** Start SUPPLIED INFORMATION **
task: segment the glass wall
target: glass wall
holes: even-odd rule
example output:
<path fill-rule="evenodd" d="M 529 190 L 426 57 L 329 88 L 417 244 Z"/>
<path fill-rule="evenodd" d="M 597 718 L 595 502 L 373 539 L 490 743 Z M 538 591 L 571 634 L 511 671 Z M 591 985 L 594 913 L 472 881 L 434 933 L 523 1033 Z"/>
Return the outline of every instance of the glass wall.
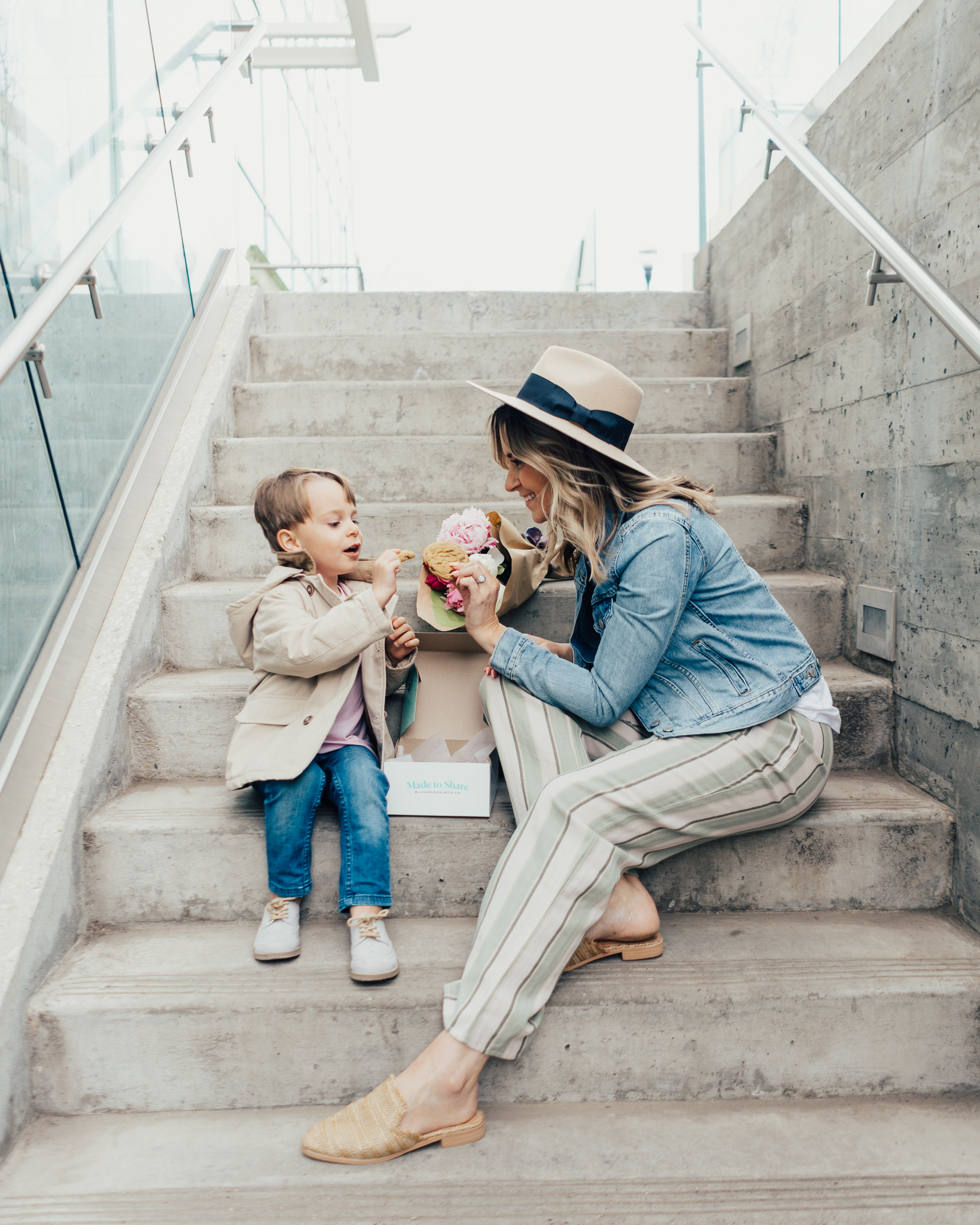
** End SUPPLIED INFORMATION **
Reproduce every line of the listing above verbatim, leaving out the picture.

◆ **FINISHED EXERCISE**:
task: segment the glass wall
target: glass wall
holes: even-odd rule
example output:
<path fill-rule="evenodd" d="M 529 190 L 426 57 L 329 88 L 417 244 Z"/>
<path fill-rule="evenodd" d="M 597 718 L 595 502 L 373 539 L 490 743 Z M 538 591 L 571 634 L 511 671 Z M 591 985 L 594 913 L 472 881 L 434 933 L 523 1033 Z"/>
Return the outline of every instance of the glass wall.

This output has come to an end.